• SELECTED PASSAGE
We all put walls around us to protect us from hurt. Some are quite apparent as they may be less social, guarded and perhaps never really share feelings with anyone. Others are less so as they give the appearance of being an open book, but they really let very few people into their pain. They give off an impression that they are open but they hide their biggest insecurities, their biggest fears. People always think they are good, they’ve got it together. And most times they do, but there are wounds and hurts so deep that they don’t let others in to that depth. They let a tough exterior show up most of the time. They may not even let themselves feel those hurts that are so deep.
When they do allow a crack in that hard exterior and allow some in, they are either hurt, which validates why people shouldn’t get in, or they keep that circle very small and don’t share everything with anyone. And with that approach sometimes comes a personality that exudes toughness. They hide who they really are. They hide that they need help, need support, need to feel a part of something bigger.
And then that becomes a way of life. It is what is expected so it is what is seen. When they fall apart, others are shocked, and don’t know how to help. When you are told, “you are my strongest child,” you just do. You don’t let many in.
So through this last year or so, I have worked to let these walls down more. To let some know the depths of my hurt, my pain, my loneliness, and my fears. As I live more in alignment with who I really am, I let others see my heart more, my hurt more, me more. But it is not easy. I don’t like to be so vulnerable at times, as it is then I can be hurt more. My feelings are more on the surface and apparent.
Right now all of these feelings are on the surface and becoming more apparent to me and to those around me. I was doing an exercise with my coach recently and without thinking I had to just write what I thought of when she said a few things. One of the words she used was alone. I immediately started to write that my family not being around much and not reaching out to me, not including me in things made me feel alone. That I stopped calling some friends to see if I would hear from them, no I didn’t. That one friend in particular never seems to have time to make me or us any priority at all. I get that we are all busy, that isn’t my expectation, but I feel alone because nobody ever seems to reach out to me. I do all of the reaching out. I make the time for everyone else.
I cried through the entire thing, because those feelings of being alone were so strong. I know I have reacted in a negative way by just choosing to not reach out. I know that isn’t being true to me, but I also need for some to understand just how alone I feel. And I have to get out alone and do more to meet others. All things I get, I understand but I have trouble doing. This is a time for me to move forward and grow, I now know that.

• RECORD EXCERPTS

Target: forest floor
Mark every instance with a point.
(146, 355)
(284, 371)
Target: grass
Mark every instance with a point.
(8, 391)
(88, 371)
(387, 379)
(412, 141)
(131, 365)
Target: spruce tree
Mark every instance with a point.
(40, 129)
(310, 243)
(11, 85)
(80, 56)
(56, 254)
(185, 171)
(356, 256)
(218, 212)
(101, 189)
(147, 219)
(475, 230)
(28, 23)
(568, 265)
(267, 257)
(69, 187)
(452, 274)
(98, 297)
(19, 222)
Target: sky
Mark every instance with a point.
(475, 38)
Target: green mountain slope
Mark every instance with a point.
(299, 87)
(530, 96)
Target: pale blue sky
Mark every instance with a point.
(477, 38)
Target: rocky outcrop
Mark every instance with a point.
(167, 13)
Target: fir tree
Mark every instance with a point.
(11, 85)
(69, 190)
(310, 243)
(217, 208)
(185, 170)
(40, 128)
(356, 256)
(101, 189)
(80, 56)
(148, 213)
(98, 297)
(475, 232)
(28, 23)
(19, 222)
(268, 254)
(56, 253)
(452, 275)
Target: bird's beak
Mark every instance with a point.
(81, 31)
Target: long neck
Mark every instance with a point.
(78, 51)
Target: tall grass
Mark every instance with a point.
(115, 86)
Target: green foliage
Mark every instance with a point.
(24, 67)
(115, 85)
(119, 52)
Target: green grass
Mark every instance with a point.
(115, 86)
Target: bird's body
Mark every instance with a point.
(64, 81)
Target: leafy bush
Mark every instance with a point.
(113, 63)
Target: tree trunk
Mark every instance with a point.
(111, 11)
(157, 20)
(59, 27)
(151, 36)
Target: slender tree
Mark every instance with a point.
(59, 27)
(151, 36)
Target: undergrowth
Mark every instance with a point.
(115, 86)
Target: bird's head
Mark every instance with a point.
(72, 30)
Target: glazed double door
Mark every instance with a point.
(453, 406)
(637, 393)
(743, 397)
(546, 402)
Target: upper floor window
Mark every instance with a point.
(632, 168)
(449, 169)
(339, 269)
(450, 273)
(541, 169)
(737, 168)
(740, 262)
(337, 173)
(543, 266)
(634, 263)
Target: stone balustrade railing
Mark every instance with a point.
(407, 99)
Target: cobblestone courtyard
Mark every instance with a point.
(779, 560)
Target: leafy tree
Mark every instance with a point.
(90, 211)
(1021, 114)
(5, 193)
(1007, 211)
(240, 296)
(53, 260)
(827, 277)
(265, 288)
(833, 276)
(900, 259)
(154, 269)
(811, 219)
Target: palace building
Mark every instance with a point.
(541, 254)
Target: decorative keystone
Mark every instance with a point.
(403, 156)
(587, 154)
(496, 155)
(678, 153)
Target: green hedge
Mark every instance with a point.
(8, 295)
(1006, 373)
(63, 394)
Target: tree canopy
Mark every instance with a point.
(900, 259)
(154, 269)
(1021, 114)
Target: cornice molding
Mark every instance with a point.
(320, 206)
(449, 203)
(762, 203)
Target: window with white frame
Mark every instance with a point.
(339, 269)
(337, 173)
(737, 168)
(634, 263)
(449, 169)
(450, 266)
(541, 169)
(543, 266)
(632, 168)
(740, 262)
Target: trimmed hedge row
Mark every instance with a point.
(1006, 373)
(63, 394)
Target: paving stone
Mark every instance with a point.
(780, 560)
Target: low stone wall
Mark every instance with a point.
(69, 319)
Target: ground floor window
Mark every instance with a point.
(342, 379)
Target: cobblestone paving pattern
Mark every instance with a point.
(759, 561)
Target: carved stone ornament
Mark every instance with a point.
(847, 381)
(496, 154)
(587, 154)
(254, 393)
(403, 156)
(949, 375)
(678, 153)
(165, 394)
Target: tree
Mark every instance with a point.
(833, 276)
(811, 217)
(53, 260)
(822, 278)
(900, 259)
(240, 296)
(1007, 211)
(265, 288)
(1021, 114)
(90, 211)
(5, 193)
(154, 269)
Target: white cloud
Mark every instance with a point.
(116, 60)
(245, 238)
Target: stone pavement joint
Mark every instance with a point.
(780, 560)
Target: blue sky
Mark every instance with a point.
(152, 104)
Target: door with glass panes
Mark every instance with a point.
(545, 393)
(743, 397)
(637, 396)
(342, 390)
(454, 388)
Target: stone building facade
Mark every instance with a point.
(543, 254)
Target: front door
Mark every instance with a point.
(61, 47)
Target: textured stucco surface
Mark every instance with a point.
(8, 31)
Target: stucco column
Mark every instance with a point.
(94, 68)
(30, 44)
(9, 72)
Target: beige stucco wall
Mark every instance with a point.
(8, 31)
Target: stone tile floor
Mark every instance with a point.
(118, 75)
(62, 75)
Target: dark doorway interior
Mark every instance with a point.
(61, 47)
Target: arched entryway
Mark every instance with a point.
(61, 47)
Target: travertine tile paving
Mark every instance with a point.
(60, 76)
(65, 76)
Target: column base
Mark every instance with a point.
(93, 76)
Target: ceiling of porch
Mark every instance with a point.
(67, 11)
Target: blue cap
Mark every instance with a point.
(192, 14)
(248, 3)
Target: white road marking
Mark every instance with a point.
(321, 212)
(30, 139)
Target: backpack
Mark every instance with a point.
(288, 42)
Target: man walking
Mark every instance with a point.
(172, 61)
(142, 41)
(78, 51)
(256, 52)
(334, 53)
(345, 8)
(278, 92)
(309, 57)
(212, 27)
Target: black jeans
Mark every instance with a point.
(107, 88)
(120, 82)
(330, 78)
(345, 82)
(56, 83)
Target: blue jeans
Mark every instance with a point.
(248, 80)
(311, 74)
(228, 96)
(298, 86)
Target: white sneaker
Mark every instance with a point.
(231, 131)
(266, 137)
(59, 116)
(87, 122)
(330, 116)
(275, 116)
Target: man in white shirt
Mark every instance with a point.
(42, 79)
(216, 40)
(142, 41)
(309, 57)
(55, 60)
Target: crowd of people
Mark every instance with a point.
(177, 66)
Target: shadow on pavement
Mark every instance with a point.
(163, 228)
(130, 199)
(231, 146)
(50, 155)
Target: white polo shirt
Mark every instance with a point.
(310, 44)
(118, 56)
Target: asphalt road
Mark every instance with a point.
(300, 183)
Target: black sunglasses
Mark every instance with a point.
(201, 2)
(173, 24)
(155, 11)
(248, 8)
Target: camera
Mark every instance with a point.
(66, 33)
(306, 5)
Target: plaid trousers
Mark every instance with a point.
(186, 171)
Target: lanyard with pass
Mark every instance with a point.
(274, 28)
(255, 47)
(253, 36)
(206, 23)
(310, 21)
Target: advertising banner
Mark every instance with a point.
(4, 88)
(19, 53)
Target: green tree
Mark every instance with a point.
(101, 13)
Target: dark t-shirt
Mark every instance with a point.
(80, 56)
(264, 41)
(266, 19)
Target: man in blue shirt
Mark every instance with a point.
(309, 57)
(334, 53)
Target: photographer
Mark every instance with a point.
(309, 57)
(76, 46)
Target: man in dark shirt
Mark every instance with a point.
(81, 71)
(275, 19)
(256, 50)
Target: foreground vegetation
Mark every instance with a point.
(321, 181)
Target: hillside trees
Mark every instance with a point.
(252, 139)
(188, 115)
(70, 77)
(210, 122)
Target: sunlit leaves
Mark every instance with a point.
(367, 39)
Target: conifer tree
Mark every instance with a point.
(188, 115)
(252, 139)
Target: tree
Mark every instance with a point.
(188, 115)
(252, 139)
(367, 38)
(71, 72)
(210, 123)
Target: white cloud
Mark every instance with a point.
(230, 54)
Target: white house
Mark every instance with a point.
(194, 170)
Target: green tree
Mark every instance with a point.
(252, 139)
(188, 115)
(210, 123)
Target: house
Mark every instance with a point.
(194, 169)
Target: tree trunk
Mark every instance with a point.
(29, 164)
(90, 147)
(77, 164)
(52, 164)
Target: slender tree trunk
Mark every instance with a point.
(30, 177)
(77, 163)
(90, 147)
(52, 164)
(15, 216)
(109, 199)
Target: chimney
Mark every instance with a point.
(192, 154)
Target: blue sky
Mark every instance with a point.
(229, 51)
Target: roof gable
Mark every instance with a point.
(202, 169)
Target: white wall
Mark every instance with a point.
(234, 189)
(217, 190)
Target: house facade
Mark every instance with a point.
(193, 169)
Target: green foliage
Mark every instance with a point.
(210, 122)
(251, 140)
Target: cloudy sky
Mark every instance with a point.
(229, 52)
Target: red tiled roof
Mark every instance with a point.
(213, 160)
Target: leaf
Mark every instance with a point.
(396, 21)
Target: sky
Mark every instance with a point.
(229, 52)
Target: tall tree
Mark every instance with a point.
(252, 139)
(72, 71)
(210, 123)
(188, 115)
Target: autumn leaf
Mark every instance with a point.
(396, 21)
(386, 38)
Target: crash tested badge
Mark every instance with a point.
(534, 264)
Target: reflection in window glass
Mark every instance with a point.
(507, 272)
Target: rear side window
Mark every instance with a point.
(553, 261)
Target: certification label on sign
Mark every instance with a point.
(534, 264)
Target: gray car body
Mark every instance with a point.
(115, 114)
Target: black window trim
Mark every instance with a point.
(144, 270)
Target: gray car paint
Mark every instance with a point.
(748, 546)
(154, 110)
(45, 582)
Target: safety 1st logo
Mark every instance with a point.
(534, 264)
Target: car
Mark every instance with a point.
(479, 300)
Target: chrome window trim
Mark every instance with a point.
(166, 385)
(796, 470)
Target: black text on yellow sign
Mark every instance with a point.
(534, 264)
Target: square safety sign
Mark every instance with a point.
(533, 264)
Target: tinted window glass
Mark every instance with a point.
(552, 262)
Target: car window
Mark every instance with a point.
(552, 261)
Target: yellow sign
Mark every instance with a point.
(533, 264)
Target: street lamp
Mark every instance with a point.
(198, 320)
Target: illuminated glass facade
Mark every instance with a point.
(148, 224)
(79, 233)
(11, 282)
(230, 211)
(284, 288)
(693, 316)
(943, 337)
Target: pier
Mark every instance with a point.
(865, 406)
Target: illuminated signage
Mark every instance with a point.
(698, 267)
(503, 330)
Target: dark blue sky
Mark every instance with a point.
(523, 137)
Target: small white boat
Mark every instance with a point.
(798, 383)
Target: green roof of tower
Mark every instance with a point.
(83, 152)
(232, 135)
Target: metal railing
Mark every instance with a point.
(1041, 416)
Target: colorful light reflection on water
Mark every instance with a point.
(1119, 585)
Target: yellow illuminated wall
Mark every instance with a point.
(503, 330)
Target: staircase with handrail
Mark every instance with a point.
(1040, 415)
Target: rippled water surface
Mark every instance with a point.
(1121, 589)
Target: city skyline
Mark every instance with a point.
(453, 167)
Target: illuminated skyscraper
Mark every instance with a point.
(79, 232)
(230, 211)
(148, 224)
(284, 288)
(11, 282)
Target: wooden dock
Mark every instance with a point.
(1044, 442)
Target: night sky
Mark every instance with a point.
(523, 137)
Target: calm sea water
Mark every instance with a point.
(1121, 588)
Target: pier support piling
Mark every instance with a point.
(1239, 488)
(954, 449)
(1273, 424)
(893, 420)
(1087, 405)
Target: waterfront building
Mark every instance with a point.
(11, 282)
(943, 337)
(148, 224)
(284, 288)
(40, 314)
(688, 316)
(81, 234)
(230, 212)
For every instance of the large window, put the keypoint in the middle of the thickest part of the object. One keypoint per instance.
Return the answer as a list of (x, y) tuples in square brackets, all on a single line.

• EXERCISE OBJECTIVE
From the passage on emotional walls, copy word for word everything from "I cried through" down to "now know that.".

• RESPONSE TO THIS TASK
I cried through the entire thing, because those feelings of being alone were so strong. I know I have reacted in a negative way by just choosing to not reach out. I know that isn’t being true to me, but I also need for some to understand just how alone I feel. And I have to get out alone and do more to meet others. All things I get, I understand but I have trouble doing. This is a time for me to move forward and grow, I now know that.